**TASK DETAILS**
Extract every line starting at the line that contains "point: the electricity" and ending with the final line of the data, inclusive; give only those lines, word for word.

## START DATA RECORDS

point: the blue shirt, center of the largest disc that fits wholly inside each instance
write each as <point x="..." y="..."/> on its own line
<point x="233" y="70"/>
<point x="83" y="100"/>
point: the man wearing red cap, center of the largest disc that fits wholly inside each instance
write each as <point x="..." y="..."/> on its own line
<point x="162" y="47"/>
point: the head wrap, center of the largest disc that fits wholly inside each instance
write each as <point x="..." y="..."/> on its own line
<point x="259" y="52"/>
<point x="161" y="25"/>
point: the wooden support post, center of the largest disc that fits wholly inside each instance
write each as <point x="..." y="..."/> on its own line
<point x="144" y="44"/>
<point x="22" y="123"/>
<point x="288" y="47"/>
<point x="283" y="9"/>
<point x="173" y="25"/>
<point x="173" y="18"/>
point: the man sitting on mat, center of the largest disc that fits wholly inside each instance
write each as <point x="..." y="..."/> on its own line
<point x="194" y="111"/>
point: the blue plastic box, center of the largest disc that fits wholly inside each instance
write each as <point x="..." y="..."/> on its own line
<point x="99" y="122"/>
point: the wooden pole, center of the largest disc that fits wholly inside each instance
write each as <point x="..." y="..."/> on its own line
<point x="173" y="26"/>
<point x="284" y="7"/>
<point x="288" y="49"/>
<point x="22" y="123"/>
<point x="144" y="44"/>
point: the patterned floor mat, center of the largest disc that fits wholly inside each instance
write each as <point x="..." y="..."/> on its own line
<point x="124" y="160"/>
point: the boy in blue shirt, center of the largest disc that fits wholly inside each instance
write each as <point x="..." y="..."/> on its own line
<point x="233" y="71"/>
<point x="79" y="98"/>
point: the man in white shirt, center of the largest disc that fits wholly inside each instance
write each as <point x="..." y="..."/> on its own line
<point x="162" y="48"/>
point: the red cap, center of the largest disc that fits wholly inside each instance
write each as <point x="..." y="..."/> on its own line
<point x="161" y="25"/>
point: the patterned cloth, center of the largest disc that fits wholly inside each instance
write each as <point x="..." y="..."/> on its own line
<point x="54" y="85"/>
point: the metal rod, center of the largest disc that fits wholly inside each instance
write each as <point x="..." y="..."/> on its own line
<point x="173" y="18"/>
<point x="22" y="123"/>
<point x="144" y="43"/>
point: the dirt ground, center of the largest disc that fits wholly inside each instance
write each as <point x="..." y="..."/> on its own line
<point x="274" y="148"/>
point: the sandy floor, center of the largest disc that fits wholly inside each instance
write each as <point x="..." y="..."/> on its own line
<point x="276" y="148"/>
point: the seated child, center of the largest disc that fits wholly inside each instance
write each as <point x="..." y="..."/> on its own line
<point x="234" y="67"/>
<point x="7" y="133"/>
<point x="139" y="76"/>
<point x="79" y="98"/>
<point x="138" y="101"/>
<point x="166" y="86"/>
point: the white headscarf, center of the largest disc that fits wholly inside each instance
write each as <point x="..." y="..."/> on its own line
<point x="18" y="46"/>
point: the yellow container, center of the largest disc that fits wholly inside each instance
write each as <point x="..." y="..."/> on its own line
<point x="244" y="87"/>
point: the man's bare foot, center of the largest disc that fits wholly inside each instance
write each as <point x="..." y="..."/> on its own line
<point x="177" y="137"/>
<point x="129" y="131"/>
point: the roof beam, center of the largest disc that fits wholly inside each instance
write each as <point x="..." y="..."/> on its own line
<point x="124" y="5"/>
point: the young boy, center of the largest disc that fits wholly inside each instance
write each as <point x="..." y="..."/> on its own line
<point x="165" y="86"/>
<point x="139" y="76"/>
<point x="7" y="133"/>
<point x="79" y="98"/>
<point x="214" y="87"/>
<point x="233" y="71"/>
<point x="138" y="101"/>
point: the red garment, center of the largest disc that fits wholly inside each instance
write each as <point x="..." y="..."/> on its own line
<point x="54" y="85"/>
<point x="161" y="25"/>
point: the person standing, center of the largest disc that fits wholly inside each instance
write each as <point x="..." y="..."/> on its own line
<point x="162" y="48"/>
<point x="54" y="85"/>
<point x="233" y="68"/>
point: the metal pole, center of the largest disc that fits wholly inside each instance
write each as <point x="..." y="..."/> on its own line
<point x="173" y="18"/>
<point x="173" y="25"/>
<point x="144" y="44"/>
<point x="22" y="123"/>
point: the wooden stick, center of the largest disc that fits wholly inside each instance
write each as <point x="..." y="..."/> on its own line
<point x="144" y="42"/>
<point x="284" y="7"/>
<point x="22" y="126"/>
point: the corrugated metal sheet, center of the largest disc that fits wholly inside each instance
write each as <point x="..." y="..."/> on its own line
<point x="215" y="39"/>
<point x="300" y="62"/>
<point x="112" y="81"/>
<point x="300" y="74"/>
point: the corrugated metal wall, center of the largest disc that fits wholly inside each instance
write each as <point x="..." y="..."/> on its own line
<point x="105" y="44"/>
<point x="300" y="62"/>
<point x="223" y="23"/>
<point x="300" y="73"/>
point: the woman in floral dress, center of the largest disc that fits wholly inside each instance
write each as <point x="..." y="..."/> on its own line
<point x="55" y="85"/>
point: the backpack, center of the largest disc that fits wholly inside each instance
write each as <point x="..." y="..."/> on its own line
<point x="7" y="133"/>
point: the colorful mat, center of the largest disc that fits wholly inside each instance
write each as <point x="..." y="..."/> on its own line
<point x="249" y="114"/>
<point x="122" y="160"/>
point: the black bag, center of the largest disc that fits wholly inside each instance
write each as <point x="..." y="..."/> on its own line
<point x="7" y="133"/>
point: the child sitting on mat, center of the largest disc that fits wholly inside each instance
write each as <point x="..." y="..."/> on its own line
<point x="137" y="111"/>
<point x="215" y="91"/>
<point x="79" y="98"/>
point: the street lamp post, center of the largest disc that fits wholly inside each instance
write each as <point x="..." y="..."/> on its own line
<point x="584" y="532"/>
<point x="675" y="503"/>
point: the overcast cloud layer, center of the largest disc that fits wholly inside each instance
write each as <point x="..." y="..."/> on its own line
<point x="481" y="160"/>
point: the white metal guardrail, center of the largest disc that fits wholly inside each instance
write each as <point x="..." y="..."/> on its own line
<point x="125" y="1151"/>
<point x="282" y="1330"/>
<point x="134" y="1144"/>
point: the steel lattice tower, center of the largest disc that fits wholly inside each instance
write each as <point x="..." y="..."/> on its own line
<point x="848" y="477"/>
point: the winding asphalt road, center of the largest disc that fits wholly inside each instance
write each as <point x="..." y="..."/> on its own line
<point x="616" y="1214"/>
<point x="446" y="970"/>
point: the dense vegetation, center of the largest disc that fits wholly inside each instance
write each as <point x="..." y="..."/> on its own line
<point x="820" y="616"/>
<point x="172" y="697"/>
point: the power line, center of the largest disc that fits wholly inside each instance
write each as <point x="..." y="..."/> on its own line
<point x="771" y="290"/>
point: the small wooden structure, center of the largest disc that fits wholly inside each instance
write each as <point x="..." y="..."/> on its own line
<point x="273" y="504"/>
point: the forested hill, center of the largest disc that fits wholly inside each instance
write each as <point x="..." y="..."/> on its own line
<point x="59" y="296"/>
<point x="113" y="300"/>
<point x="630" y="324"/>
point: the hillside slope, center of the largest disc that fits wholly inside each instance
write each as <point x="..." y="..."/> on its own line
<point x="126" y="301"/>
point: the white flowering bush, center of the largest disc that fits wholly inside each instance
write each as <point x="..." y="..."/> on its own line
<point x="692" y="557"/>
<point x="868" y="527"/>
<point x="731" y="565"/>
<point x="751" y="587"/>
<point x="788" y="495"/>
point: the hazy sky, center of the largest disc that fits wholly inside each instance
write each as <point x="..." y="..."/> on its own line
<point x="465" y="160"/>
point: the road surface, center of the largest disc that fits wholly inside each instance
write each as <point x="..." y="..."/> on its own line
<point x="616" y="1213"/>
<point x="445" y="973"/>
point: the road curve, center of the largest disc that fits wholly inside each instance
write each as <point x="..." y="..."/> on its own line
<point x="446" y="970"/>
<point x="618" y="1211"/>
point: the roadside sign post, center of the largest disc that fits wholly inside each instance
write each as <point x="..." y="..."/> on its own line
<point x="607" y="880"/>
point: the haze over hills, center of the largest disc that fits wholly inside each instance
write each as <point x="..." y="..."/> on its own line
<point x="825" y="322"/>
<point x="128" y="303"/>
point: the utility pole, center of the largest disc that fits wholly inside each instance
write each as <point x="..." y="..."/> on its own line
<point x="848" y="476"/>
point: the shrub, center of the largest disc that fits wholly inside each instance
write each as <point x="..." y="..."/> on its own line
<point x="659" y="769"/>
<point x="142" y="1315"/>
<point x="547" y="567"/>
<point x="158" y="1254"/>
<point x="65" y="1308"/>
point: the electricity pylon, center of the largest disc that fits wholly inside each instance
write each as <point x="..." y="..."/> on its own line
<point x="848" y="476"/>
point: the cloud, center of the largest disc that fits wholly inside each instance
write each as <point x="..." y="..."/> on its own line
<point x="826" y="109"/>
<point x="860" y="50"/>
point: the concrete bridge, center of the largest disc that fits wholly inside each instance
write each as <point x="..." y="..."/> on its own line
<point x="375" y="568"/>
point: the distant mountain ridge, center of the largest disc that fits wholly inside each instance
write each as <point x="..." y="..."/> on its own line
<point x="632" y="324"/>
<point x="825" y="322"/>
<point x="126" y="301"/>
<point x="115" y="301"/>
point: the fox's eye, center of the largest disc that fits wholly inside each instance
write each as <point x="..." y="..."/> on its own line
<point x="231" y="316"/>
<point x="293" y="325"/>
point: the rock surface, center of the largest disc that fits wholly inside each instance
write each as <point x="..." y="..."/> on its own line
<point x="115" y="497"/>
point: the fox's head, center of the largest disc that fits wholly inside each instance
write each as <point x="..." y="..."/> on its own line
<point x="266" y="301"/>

## END DATA RECORDS

**ANSWER TO THE PROBLEM**
point: the electricity pylon, center of the largest disc that fits wholly inside each instance
write each as <point x="..." y="..."/> on its own line
<point x="848" y="476"/>
point: the cloud, center of the largest disc that fits wholly inside each instance
write each as <point x="..." y="..."/> on its own line
<point x="826" y="109"/>
<point x="860" y="50"/>
point: the concrete bridge, center of the largest disc that fits wholly inside each instance
write each as <point x="..." y="..."/> on its own line
<point x="375" y="568"/>
point: the distant mountain ridge, center of the largest disc that fits wholly inside each instance
write each as <point x="..." y="..."/> on its own line
<point x="632" y="324"/>
<point x="825" y="322"/>
<point x="126" y="301"/>
<point x="115" y="301"/>
point: the fox's eye, center of the largest disc that fits wholly inside each instance
write each as <point x="..." y="..."/> on its own line
<point x="231" y="316"/>
<point x="293" y="325"/>
point: the rock surface, center of the largest disc that fits wholly inside each instance
write each as <point x="..." y="..."/> on its own line
<point x="115" y="497"/>
point: the fox's head, center of the largest disc that fits wholly inside each instance
write each as <point x="..." y="..."/> on its own line
<point x="266" y="301"/>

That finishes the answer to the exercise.